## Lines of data
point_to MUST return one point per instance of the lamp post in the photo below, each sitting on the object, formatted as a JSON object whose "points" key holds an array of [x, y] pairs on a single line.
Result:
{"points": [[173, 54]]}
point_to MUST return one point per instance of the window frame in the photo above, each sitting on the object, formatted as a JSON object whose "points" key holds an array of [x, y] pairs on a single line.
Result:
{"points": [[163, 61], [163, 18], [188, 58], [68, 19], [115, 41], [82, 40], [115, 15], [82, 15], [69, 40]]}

## Given request
Reproduce the data in full, exactly as presented.

## Complete response
point_to MUST return one point per instance of the lamp post in the photo below, each sitting on the object, formatted as a JSON object whose "points" key holds an array of [x, y] pairs on a single line.
Result:
{"points": [[173, 54]]}
point_to MUST return one point per instance of the window frame in the photo above, each sitting on the object, formatted as a JSON object whose "points" key holds an array of [x, y] pairs on a single line.
Result:
{"points": [[163, 61], [163, 18], [188, 58], [68, 19], [115, 41], [82, 40], [115, 15], [82, 15], [69, 40]]}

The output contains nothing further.